Separar o trigo do joio

Primeiro foi o medo.

O estrangeiro é que transporta. As lojas vazias. Ponham as bandeiras nas janelas, engrandeçam os portugueses. 900 anos de história e sobrevivemos a tudo.

E o vírus a galgar fronteiras, pouco importado com a sinalização dessa grande sorte geográfica que é jogar à nacionalidade.

As pessoas distanciavam-se um metro, dois metros. Deixámos de nos abraçar.

Os autocarros cada vez com menos gente, excepto, claro, os da madrugada da Linha de Sintra.

Porque estamos todos na mesma água, mas os nossos barcos são diferentes. Há quem tenha um iate com arca de refrigeração e comida para um mês, garrafa de champagne bem fresquinha. Há quem tenha um barco a remos e todos os dias tenha de mergulhar a cana e esperar que de lá saia um peixe. Noutros dias come uma alga que lá apareceu a boiar.

Como se quem ganha o Salário Mínimo Nacional conseguisse, sem apoios, ponderar sequer a hipótese de uma quarentena contabilizando o diminuir de rendimentos a cada dia que passa e vendo o armário da cozinha a esvaziar. E os filhos com fome. E a renda a cair na conta.

Enquanto o Estado diz: “distanciamento social, quarentena voluntária, saiam de casa só para o essencial!” E numa pequena nota que não pode passar despercebida reafirmava: “trabalhar é essencial. Mas tu, tu que tens de sair de casa todos os dias para ir trabalhar, TU és o grande responsável e transmissor do vírus.”

Os vizinhos a olhar de lado para quem sai de manhã em busca do ganha pão. Consolida filho, és um bom menino. O Estado está orgulhoso de ti.

“A escolha é deles”. Contracção da preposição e da humanidade: “(d)eles” que nós nem sabemos bem quem são, mas que andam aí a contaminar-nos a todos. “(D)eles”, esses outros que não nós, que estamos em casa, e a quem o ordenadozinho cai todos os meses enquanto nem sequer teletrabalho fazemos: “Prefiro estar vivo de barriga vazia que morto de barriga cheia”. Mas isso não é verdade, não é filho? Porque abres o frigorífico e ele está recheado. Porque com o teu ordenadozinho mandas vir comida que esses que criticas te trazem para poderes ficar em recolhimento. Ou vais ao supermercado que esses que criticas repõem, carregam. “(D)eles” que são “livres de escolher a forma como querem morrer”. (Enquanto te servem. “Te”. Pronome pessoal e individual. A tià tua pessoa.)
============================================================
Conjunto de exercícios —
1. Responda a cada pergunta com base no texto, numa linha própria e com a mesma marcação.
(a) Quantos anos de história são mencionados no texto?
(b) Que autocarros são apontados como exceção aos que circulam cada vez com menos gente?
(c) Que tipo de barco tem quem todos os dias tem de mergulhar a cana?
2. Devolva sem alterações o trecho do texto que começa nas palavras "E o vírus a" e termina depois das palavras "Linha de Sintra.".
============================================================
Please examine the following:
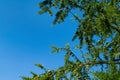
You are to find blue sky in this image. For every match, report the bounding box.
[0,0,76,80]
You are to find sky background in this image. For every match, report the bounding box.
[0,0,76,80]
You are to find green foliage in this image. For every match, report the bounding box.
[23,0,120,80]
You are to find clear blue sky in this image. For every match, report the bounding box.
[0,0,76,80]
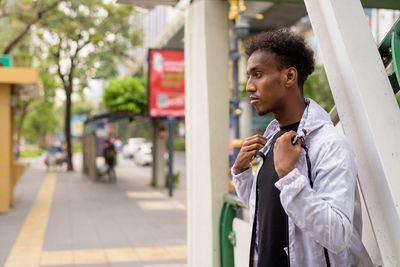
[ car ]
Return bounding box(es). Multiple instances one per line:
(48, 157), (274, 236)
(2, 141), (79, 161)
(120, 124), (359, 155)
(133, 143), (153, 166)
(44, 145), (67, 168)
(122, 137), (146, 159)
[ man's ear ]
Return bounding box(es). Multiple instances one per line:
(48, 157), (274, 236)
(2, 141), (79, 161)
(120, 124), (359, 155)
(285, 67), (298, 87)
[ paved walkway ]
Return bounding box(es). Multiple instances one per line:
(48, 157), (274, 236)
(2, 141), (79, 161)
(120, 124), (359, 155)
(0, 155), (186, 267)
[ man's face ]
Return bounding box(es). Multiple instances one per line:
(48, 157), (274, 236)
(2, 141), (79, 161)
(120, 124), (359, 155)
(246, 50), (286, 115)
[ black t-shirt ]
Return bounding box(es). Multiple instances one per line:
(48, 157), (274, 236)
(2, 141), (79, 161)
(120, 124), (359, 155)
(252, 122), (300, 267)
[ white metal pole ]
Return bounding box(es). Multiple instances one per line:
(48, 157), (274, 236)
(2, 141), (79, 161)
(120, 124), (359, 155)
(185, 0), (229, 267)
(304, 0), (400, 266)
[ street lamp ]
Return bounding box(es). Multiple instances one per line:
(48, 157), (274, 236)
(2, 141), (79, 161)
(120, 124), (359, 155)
(230, 15), (250, 160)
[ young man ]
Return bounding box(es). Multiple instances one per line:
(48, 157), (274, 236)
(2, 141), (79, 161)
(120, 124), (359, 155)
(103, 140), (117, 182)
(232, 29), (372, 267)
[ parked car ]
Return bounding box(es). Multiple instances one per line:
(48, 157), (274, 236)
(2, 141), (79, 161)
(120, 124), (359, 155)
(133, 143), (153, 166)
(122, 137), (146, 158)
(44, 146), (67, 168)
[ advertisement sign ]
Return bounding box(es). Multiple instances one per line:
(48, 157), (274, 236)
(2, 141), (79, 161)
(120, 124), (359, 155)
(71, 115), (85, 137)
(148, 49), (185, 118)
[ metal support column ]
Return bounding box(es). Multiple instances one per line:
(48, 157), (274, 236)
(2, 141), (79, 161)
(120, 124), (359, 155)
(185, 0), (229, 267)
(304, 0), (400, 266)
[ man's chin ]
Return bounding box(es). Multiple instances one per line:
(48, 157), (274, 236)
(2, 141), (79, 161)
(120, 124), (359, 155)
(258, 110), (269, 116)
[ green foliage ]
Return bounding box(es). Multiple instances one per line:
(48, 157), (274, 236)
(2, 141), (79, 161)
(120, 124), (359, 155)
(103, 77), (147, 114)
(22, 99), (60, 148)
(303, 66), (335, 112)
(72, 143), (82, 153)
(174, 139), (186, 151)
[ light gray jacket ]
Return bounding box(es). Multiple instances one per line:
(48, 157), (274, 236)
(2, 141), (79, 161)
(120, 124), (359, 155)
(232, 99), (373, 267)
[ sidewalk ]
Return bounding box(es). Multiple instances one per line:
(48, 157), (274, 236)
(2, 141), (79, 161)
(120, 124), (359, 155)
(0, 155), (186, 267)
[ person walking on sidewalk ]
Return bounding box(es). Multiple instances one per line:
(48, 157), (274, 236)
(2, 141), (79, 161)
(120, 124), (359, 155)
(103, 140), (117, 182)
(231, 29), (373, 267)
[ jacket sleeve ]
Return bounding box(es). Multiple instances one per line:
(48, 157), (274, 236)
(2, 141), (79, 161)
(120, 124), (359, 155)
(275, 141), (357, 254)
(231, 164), (255, 207)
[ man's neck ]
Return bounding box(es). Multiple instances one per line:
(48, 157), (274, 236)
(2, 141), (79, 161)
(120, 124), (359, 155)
(274, 98), (307, 127)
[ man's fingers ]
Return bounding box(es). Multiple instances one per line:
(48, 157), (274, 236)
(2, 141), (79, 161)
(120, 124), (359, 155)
(242, 143), (265, 153)
(243, 135), (267, 146)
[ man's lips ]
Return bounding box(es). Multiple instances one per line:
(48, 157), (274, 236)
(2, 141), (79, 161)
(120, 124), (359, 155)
(250, 96), (259, 104)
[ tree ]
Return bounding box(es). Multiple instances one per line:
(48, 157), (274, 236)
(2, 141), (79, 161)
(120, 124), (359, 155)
(303, 66), (335, 112)
(0, 0), (62, 151)
(37, 0), (142, 171)
(16, 71), (60, 149)
(0, 0), (62, 54)
(103, 77), (147, 114)
(23, 98), (60, 148)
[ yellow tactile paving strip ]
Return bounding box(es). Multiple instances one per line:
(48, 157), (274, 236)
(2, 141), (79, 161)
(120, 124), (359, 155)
(40, 246), (187, 266)
(4, 173), (57, 267)
(3, 173), (187, 267)
(137, 200), (185, 210)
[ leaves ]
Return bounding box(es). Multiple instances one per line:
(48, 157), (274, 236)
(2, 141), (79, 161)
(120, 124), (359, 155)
(103, 77), (147, 114)
(303, 66), (335, 112)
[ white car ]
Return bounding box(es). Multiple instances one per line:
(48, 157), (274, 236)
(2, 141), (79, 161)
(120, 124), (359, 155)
(133, 143), (153, 166)
(122, 137), (146, 158)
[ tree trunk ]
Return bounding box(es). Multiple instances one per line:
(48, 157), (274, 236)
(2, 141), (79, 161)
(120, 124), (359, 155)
(64, 87), (74, 171)
(16, 99), (32, 153)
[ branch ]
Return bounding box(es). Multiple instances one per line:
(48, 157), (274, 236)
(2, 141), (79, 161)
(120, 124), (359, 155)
(3, 0), (63, 54)
(0, 0), (10, 18)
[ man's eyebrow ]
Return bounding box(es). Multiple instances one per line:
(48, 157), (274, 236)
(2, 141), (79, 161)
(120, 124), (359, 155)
(247, 66), (259, 74)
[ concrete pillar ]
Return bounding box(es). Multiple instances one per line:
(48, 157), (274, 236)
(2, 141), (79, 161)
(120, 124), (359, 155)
(185, 0), (229, 267)
(304, 0), (400, 266)
(0, 84), (13, 213)
(239, 99), (254, 140)
(152, 119), (167, 187)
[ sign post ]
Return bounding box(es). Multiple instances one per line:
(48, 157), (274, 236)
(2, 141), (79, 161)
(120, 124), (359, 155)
(148, 49), (185, 197)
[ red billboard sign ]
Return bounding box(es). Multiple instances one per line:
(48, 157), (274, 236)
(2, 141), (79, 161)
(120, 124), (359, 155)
(148, 49), (185, 117)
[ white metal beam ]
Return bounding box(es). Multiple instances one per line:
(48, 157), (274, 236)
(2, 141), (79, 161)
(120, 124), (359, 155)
(185, 0), (229, 267)
(305, 0), (400, 266)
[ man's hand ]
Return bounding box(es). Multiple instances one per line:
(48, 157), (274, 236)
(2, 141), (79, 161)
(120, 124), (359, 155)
(234, 134), (267, 174)
(274, 131), (301, 179)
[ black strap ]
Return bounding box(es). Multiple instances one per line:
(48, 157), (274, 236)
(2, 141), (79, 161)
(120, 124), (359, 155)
(249, 184), (264, 267)
(301, 142), (331, 267)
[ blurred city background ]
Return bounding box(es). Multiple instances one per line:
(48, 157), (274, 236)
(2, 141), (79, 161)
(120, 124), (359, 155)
(0, 0), (400, 267)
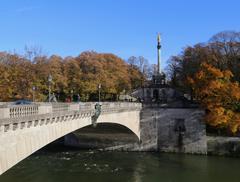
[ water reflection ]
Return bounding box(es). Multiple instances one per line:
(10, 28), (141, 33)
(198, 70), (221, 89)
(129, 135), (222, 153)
(0, 151), (240, 182)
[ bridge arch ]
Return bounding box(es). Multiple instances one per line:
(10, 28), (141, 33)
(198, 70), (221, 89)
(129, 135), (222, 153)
(0, 105), (140, 174)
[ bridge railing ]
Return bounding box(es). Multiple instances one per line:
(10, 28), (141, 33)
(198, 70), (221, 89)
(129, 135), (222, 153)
(0, 102), (142, 134)
(0, 102), (142, 119)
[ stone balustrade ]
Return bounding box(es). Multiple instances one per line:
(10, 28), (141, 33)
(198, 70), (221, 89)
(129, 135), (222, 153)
(0, 102), (142, 133)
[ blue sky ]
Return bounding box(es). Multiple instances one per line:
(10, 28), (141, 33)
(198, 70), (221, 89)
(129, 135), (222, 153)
(0, 0), (240, 68)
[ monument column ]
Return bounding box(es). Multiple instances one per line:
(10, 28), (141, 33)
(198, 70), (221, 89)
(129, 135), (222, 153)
(157, 34), (162, 74)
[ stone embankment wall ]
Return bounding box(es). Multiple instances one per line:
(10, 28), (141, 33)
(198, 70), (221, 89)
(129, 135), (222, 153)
(65, 108), (207, 154)
(207, 136), (240, 157)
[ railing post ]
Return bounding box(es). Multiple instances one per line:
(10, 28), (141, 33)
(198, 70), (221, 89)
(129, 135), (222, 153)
(38, 103), (52, 114)
(0, 107), (10, 119)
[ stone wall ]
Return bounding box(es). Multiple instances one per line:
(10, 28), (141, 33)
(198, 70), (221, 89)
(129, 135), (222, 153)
(108, 108), (207, 154)
(207, 136), (240, 157)
(157, 108), (207, 154)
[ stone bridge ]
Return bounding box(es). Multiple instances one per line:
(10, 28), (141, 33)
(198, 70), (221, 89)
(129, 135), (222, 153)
(0, 102), (142, 174)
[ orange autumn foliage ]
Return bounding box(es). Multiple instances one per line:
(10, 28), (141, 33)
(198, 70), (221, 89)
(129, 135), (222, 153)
(188, 63), (240, 133)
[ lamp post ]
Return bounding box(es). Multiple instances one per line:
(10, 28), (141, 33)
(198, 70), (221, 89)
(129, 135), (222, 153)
(98, 83), (102, 104)
(48, 74), (52, 102)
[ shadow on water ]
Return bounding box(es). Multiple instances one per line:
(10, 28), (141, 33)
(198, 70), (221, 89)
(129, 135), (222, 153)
(0, 148), (240, 182)
(0, 123), (240, 182)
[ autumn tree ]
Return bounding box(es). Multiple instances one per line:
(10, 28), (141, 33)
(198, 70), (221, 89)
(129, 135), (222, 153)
(188, 63), (240, 133)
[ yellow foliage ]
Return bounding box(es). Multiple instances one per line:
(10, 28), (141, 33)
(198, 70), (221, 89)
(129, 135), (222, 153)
(188, 63), (240, 133)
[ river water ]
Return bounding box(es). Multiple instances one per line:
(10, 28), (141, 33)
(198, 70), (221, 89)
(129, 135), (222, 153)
(0, 151), (240, 182)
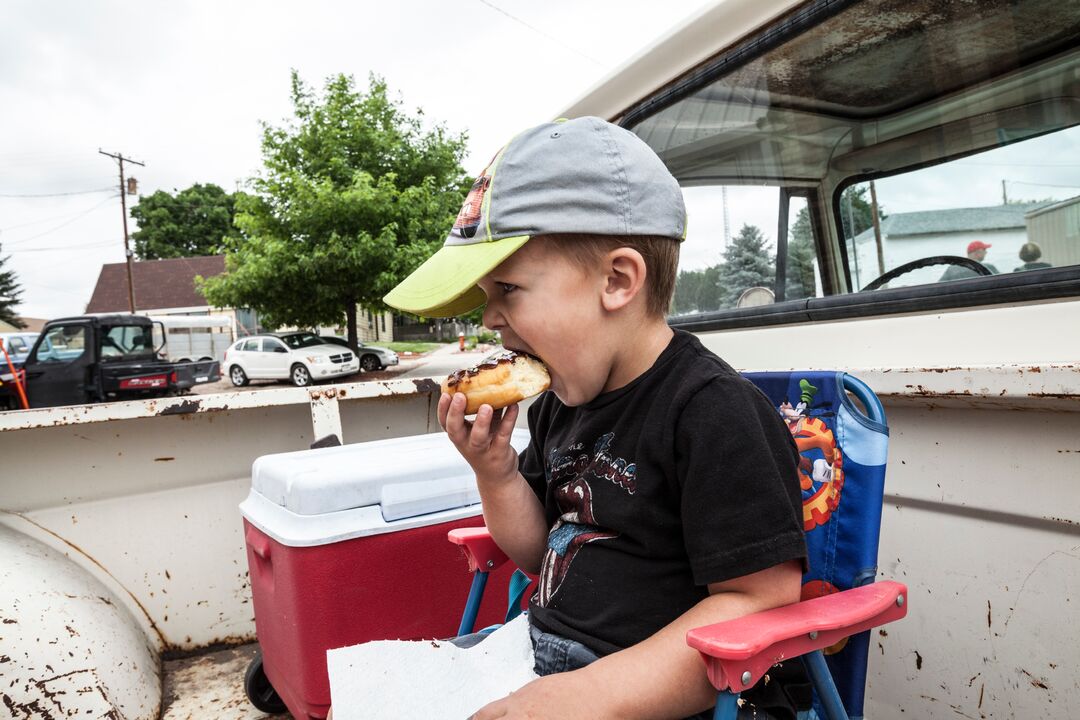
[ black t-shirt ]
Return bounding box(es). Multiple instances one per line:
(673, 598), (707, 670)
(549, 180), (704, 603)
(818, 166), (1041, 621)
============================================================
Resultados por tarefa —
1.
(a) 900 anos.
(b) Os da madrugada da Linha de Sintra.
(c) Um barco a remos.

2.
E o vírus a galgar fronteiras, pouco importado com a sinalização dessa grande sorte geográfica que é jogar à nacionalidade.

As pessoas distanciavam-se um metro, dois metros. Deixámos de nos abraçar.

Os autocarros cada vez com menos gente, excepto, claro, os da madrugada da Linha de Sintra.